PROBLEM STATEMENT: Filter the records below down to lines containing "provide".

Collection entries:
········

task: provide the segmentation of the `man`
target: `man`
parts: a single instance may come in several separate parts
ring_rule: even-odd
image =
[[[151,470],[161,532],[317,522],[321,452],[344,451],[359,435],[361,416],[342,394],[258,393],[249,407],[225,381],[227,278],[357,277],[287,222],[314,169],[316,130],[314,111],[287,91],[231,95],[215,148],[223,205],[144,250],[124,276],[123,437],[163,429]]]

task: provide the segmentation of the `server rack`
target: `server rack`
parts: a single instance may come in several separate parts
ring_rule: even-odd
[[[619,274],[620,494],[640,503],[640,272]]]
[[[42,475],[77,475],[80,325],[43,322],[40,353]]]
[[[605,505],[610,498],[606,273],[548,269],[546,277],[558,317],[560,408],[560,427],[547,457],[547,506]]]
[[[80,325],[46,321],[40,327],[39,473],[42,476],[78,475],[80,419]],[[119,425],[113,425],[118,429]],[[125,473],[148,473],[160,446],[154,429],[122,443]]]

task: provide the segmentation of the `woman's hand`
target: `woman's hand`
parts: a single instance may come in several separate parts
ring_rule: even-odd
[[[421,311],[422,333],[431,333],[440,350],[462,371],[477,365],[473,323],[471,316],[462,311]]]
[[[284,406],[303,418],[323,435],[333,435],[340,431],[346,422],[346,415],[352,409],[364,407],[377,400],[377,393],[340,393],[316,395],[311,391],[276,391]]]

········

SOLUTION TO THE PROBLEM:
task: provide the segmentation of the `man`
task: provide the segmentation of the `server rack`
task: provide the segmentation of the `woman's hand`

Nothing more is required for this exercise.